**Problems to solve**
1. Using the passage on bottled water, explain why the bottled water business exploded after 1989. Answer in one to three sentences.
2. Transcribe the passage on bottled water from "In her wonderful" to "by two decades.".
3. Go on with the passage on bottled water from where it stops.

**Text excerpt**

The Convenience Industrial Complex figured out how sell us something that we don’t need at a price that’s too high.

In her wonderful book Bottlemania, Elizabeth Royte quoted a Pepsico marketing VP who told investors back in 2000: “when we are done, tap water will be relegated to showers and washing dishes.” Or as the Attorney General on Idiocracy wondered, “Water? Like out the toilet?

And then there are all those plastic bottles. How will they deal with that problem? Royte quotes a Coke exec: “Our vision is to no longer have our packaging viewed as waste but as a resource for future use.” – anticipating the circular economy by two decades.

Bottled water has been around for a long time, but the business exploded with the development of the Polyethylene Terephthalate (PET) bottle in 1989, which was cheaper and lighter than glass or older plastics. So now there was a way to supply bottled water profitably, but what about the demand side? This is where the true marketing brilliance came into play.

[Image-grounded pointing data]
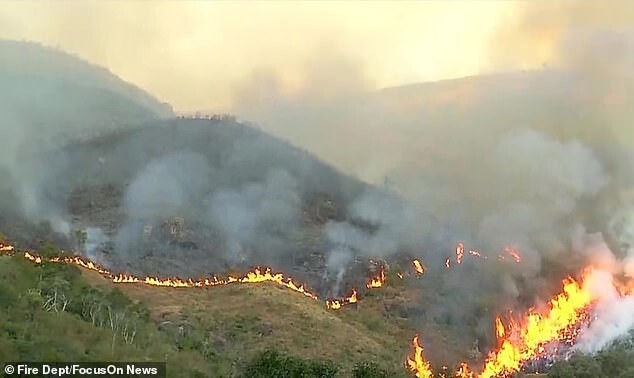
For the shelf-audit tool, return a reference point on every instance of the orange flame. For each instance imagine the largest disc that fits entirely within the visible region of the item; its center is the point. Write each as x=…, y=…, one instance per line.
x=417, y=363
x=463, y=371
x=499, y=328
x=459, y=253
x=514, y=253
x=566, y=309
x=336, y=304
x=475, y=253
x=377, y=281
x=418, y=267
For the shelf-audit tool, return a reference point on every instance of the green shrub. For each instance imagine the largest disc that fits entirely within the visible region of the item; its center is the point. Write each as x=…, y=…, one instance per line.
x=369, y=370
x=273, y=364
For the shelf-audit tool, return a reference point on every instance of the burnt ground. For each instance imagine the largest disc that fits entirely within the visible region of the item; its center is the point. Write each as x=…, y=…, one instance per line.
x=90, y=179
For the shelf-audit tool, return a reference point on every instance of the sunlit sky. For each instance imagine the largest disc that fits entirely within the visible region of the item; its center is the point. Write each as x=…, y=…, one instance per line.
x=192, y=54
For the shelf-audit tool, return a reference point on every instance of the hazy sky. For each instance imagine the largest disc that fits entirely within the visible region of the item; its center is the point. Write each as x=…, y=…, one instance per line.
x=193, y=54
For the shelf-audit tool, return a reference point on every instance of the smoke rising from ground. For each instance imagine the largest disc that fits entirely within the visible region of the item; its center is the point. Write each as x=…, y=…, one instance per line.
x=536, y=160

**Responses per task**
1. The business exploded because of the Polyethylene Terephthalate (PET) bottle, developed in 1989. It was cheaper and lighter than glass or older plastics, so bottled water could now be supplied profitably.

2.
In her wonderful book Bottlemania, Elizabeth Royte quoted a Pepsico marketing VP who told investors back in 2000: “when we are done, tap water will be relegated to showers and washing dishes.” Or as the Attorney General on Idiocracy wondered, “Water? Like out the toilet?

And then there are all those plastic bottles. How will they deal with that problem? Royte quotes a Coke exec: “Our vision is to no longer have our packaging viewed as waste but as a resource for future use.” – anticipating the circular economy by two decades.

3.
Deer Park bottled water/Promo image

My spouse Kelly tells a story about standing in the coat check line at the Art Gallery of Ontario when the woman ahead of her is told that she has to check her water bottle, it’s not allowed in the gallery. The woman cried “but how will I stay hydrated?” We have been trained that we have to have water constantly, as if our body can’t actually hold it. I am surprised that we don’t see people with Camelback packs, walking with the sipping nozzle in their mouths. We are all told that we have to drink according to the 8×8 rule, 8 full 8 ounce servings of water per day. And of course, that we have to carry it with us. And it is not true.

“The control of hydration is some of most sophisticated things we’ve developed in evolution, ever since ancestors crawled out of sea onto land. We have a huge number of sophisticated techniques we use to maintain adequate hydration,” says Irwin Rosenburg, senior scientist at the Neuroscience and Ageing Laboratory at Tufts University in Massachusetts [to the BBC].

Obviously if it is 108° in a heat wave, you are going to drink more water. We are not being doctrinaire here. But as Jessica Brown writes on the BBC, our bodies are pretty sophisticated at telling us how much water we need.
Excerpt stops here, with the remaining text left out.